%%

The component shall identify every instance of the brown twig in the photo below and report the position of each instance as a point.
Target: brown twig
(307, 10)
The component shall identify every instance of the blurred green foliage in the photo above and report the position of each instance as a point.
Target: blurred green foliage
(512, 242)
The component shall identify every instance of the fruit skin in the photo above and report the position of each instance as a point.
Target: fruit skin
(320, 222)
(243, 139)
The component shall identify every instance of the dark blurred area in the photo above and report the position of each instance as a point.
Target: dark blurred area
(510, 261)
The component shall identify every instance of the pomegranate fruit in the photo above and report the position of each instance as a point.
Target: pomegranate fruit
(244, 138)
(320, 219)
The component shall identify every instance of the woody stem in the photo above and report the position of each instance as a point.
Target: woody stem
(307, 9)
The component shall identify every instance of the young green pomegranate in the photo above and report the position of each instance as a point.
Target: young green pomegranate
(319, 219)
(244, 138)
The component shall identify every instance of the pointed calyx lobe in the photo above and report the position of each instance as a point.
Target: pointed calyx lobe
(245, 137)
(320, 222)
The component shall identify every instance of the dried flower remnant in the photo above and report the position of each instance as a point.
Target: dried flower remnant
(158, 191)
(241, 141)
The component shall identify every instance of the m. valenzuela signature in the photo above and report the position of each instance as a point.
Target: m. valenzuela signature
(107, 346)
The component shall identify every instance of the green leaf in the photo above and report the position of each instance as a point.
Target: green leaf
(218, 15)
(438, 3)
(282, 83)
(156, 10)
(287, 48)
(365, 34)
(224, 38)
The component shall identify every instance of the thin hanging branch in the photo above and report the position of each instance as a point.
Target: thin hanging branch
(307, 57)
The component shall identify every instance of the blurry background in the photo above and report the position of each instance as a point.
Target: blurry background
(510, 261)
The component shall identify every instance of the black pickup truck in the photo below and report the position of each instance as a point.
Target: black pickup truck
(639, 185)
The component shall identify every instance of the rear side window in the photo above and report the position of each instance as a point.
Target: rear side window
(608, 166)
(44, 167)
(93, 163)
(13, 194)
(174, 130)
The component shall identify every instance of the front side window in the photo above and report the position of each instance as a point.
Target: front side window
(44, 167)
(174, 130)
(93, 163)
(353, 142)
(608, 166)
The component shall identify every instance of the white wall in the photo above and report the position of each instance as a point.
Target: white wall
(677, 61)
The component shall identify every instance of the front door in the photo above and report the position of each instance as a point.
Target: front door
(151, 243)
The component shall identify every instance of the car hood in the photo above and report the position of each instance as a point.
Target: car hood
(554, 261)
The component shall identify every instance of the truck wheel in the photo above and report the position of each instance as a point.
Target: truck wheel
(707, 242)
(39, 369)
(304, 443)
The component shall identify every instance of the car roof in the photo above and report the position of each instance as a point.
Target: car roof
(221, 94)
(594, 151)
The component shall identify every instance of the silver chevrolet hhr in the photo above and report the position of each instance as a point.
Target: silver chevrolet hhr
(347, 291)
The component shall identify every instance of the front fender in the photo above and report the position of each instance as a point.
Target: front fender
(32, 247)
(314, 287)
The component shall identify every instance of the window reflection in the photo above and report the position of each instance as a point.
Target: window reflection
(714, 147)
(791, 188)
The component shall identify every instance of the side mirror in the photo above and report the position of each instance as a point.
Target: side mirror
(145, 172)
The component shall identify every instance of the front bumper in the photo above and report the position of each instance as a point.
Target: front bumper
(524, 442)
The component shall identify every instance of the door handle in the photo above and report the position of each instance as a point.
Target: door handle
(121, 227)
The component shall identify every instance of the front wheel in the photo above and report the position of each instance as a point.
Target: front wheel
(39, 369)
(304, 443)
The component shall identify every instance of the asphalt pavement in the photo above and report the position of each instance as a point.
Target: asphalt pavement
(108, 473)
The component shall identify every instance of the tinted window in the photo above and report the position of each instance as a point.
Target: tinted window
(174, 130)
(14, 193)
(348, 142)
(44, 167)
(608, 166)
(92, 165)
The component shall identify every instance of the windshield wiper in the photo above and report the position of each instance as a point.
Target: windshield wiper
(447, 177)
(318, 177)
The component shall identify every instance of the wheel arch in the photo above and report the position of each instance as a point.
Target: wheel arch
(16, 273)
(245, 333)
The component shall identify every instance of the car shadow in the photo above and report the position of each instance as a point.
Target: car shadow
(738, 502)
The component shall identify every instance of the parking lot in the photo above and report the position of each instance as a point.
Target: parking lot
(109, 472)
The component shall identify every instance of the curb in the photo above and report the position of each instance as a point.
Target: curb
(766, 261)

%%

» Exercise prompt
Give back the whole listing, word for word.

» Response to this task
The component shall identify every instance of the brown twig in the photo below and report the position of each instance as a point.
Target: brown twig
(307, 10)
The component shall identify every instance of the blurred green foliage in the photo above and report the position of each instance as a point.
Target: blurred green foliage
(512, 242)
The component shall identify every instance of the fruit skin in the photo above and report the position of each instance as a point.
Target: fruit skin
(320, 222)
(243, 139)
The component shall identify every instance of the dark blurred area in the photo above and report the position of each instance as a point.
Target: dark blurred area
(510, 261)
The component shall identify every instance of the pomegranate fruit in the photo above and report the position of each instance as a point.
Target: pomegranate fruit
(244, 138)
(320, 219)
The component shall identify every instance of the woody stem in the photo above and report the position of each instance as a point.
Target: woody stem
(307, 9)
The component shall identify every instance of the young green pomegranate in the photo above and report the position of each instance as a point.
Target: young green pomegranate
(319, 219)
(244, 138)
The component shall identify every instance of the pointed calyx lobe in the photo above and report the position of each instance as a point.
Target: pointed calyx lobe
(245, 137)
(320, 222)
The component shall identify every instance of the dried flower remnant in the photo above and report the position of each instance as a point.
Target: dried flower remnant
(158, 191)
(241, 141)
The component shall identify every instance of the m. valenzuela signature in the photo above and report the position of each instance as a point.
Target: m. valenzuela signature
(107, 346)
The component shall identify every instance of the green leaf in the photo above and report the position of each instance as a point.
Target: green leaf
(218, 15)
(438, 3)
(282, 83)
(156, 10)
(287, 48)
(365, 34)
(224, 38)
The component shall identify every instance of the thin hanging branch in the photo above and report the position of each instance as a point.
Target: thin hanging branch
(307, 57)
The component shall identify every instance of the blurry background in the photo above and report the position of each instance as a point.
Target: blurry background
(510, 261)
The component shall identify every instance of the black pickup truck in the photo below and report the position of each instance as a point.
Target: black pickup truck
(639, 185)
The component shall identify every instance of the rear side window in the photo above and report the position of each instance as a point.
Target: rear side window
(608, 166)
(44, 167)
(93, 163)
(13, 194)
(174, 130)
The component shall identify every instance of the front side window in the photo above and report the position of each instance as a point.
Target: front side window
(44, 167)
(174, 130)
(93, 163)
(353, 142)
(608, 166)
The component shall identify every instance of the white wall in the photo above and report the position of each instance as a point.
Target: white wall
(677, 61)
The component shall identify every instance of the front door in the photo above and report the position of each instance as a point.
Target: front door
(151, 243)
The component shall identify every instance of the car hood in the photo above and report the position of each instance as a point.
Target: car hood
(554, 261)
The component shall identify every instance of the truck wheel in the photo above and report the position of each instance as a point.
Target: truck wheel
(707, 242)
(39, 369)
(304, 443)
The component shall identify every instance of the car roof in the photo above and report the position of each instance as a point.
Target: car roof
(221, 94)
(594, 151)
The component shall identify every instance of the silver chevrolet hhr in the photo above and report the position of each instance as a point.
Target: silver chevrolet hhr
(347, 291)
The component shall identify every instance of the front fender in the photo above and report the position of each instance as a point.
Target: front fender
(32, 247)
(314, 287)
The component shall identify every instance of the window reflection in the photo above and report the position of each instance as a point.
Target: window reflection
(714, 147)
(791, 188)
The component shall identify every instance of the side mirror in the photo above and report the position of each instance as a point.
Target: side mirror
(145, 172)
The component shall identify every instance of the front bumper in the photo above and report the position of each instance as a point.
Target: front bumper
(524, 442)
The component shall identify every instance of the door handle in the photo above and report the position of each instance as a point.
Target: door handle
(121, 227)
The component shall identify every instance of the front wheel in the photo above and report the position of each instance as a point.
Target: front wheel
(39, 369)
(304, 443)
The component shall identify every instance of the asphalt pavement in the photo above and report the position of each instance as a point.
Target: asphalt pavement
(108, 473)
The component shall identify every instance of the tinted window in the photo above and report the position of each instance as a point.
Target: tinted window
(174, 130)
(14, 193)
(348, 142)
(44, 167)
(608, 166)
(92, 165)
The component shall identify every instance of the windshield wiper in the photo above and report the position of each instance as a point.
Target: windshield wiper
(447, 177)
(318, 177)
The component shall identify every instance of the wheel arch in the photo above and report the position of each instance as a point.
Target: wheel arch
(16, 273)
(245, 333)
The component shall identify every instance of the car shadow in the photo above and report the position of each instance as a point.
Target: car shadow
(738, 502)
The component shall identify every instance of the parking lot in the photo above and report the position of each instance as a point.
Target: parking lot
(109, 472)
The component shall identify every instance of the curb in the photo above and report the position of each instance as a point.
Target: curb
(766, 261)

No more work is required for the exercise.